• Consigne
Reproduisez à l'identique le passage de la critique de film qui commence par "De Simon Montaïrou" et se poursuit jusqu'à "avec l’ordre colonial.".

Sortie  le  18/09/2024  

De Simon Montaïrou avec Ibrahima Mbaye, Camille Cottin, Anna Diakhere Thiandoum, Benoît Magimel, Félix Lefebvre, Vassili Schneider et Lancelot Courcieras


1759. Isle de France (actuelle île Maurice). Massamba et Mati, esclaves dans la plantation d’Eugène Larcenet, vivent dans la peur et le labeur. Lui rêve que sa fille soit affranchie, elle de quitter l’enfer vert de la canne à sucre. Une nuit, elle s’enfuit. Madame La Victoire, célèbre chasseuse d’esclaves, est engagée pour la traquer. Massamba n’a d’autre choix que de s’évader à son tour. Par cet acte, il devient un « marron », un fugitif qui rompt à jamais avec l’ordre colonial.

Ce n’est pas la première fois que le cinéma français s’empare du sujet sur l’esclavagisme et la traite négrière mais cela reste un sujet encore très frileux, voire tabou chez nous. Exceptés Rue Cases-Nègres en 1983 et Case départ sorti lui en 2011, il n’y a pas eu d’autres productions sur ce thème depuis longtemps. A croire que les américains sont bien plus prolifiques que nous sur ce chapitre alors que nous avons autant notre part de responsabilité. Quoi qu’il en soit, le réalisateur et scénariste franco-béninois Simon Montaïrou – on lui doit les scripts de Le vilain, L’assaut, Braqueurs, Jamais de la vie et surtout Boîte noire, nommé au César 2021 du meilleur scénario original – s’est lancé comme un grand dans une première mise en scène qui joue à fond la carte du contemplatif et du spiritisme.

• Données recueillies

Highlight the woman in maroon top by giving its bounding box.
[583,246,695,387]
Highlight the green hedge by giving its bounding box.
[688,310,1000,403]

• Corrigé
De Simon Montaïrou avec Ibrahima Mbaye, Camille Cottin, Anna Diakhere Thiandoum, Benoît Magimel, Félix Lefebvre, Vassili Schneider et Lancelot Courcieras


1759. Isle de France (actuelle île Maurice). Massamba et Mati, esclaves dans la plantation d’Eugène Larcenet, vivent dans la peur et le labeur. Lui rêve que sa fille soit affranchie, elle de quitter l’enfer vert de la canne à sucre. Une nuit, elle s’enfuit. Madame La Victoire, célèbre chasseuse d’esclaves, est engagée pour la traquer. Massamba n’a d’autre choix que de s’évader à son tour. Par cet acte, il devient un « marron », un fugitif qui rompt à jamais avec l’ordre colonial.